### DATASET RECORDS

★ ★ ★ ★ ★

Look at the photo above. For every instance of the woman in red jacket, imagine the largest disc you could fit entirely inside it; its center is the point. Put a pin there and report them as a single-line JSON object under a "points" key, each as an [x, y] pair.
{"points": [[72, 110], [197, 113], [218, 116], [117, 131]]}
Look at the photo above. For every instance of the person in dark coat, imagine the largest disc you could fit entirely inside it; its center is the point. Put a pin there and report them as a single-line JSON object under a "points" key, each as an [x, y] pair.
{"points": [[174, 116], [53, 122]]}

★ ★ ★ ★ ★

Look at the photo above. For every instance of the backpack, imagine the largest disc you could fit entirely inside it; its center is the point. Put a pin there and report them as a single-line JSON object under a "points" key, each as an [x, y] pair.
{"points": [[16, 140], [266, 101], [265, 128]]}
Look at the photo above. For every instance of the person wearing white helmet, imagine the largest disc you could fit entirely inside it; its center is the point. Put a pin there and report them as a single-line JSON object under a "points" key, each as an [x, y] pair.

★ ★ ★ ★ ★

### SHORT TASK
Please tally the lines above that contain the string "white", matching case exactly. Reply with only the number.

### EXERCISE OUTPUT
1